*Supplied records*
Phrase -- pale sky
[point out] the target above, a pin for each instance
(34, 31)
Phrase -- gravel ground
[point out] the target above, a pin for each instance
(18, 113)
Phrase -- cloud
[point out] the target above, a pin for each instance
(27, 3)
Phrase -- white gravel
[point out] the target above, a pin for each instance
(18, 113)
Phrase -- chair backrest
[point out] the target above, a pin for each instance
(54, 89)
...
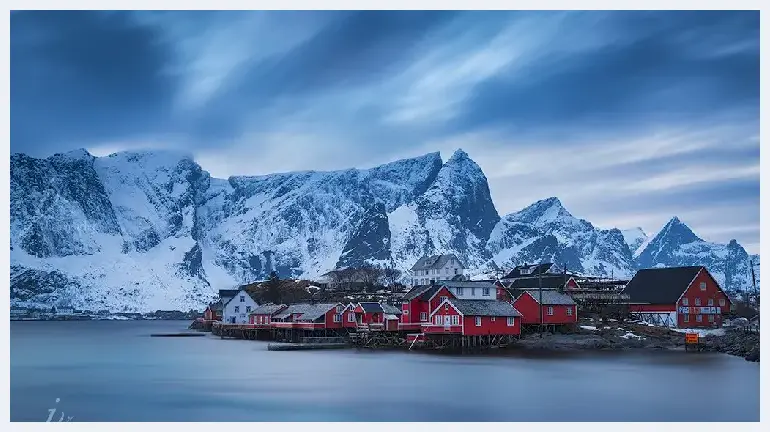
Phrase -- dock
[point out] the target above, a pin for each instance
...
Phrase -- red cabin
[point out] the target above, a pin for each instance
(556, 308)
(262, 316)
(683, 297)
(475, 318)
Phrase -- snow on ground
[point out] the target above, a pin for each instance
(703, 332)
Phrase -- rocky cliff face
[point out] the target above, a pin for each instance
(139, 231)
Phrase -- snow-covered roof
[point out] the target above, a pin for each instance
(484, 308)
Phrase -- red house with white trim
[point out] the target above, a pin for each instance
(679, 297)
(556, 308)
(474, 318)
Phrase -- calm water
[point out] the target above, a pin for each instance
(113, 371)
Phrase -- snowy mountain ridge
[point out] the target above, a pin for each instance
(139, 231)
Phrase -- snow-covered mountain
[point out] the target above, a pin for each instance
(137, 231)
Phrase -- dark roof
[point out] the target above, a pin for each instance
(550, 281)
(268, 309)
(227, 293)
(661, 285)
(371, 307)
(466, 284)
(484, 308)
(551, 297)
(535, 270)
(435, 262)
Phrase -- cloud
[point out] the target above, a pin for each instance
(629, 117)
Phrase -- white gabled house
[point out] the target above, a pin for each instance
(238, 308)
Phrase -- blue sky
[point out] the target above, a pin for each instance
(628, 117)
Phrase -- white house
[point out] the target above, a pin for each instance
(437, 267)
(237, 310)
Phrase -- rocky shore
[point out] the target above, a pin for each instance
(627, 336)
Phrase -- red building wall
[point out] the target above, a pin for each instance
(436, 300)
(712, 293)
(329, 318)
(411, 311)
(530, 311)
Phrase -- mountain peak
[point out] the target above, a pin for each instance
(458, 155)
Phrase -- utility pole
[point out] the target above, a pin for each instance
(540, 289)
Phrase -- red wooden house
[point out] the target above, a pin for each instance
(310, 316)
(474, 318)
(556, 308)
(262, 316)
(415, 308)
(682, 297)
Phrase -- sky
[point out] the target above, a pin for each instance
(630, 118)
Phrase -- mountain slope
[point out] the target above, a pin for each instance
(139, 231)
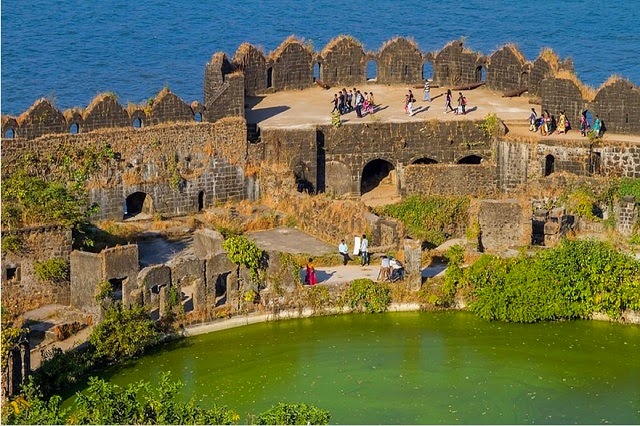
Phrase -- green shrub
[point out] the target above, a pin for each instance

*Your instructions*
Please count how many of the rows above contain the string "house", treating uppercase and lowercase letters as different. Reply with the number alone.

*Response to this task*
4